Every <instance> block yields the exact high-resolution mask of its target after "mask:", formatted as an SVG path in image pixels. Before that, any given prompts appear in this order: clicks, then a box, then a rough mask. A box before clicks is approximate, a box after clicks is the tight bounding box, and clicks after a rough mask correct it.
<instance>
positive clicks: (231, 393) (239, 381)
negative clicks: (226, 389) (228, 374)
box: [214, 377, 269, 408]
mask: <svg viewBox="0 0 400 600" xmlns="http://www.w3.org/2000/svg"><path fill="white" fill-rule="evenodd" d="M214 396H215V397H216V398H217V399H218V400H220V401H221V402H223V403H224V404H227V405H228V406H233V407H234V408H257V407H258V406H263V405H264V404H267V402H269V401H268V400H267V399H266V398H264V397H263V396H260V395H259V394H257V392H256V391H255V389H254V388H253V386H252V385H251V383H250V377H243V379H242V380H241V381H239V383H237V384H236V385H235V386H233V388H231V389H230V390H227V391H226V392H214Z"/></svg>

Task description: Count of lines that include "instance" in the records above: write that value only.

Result for this exercise: 2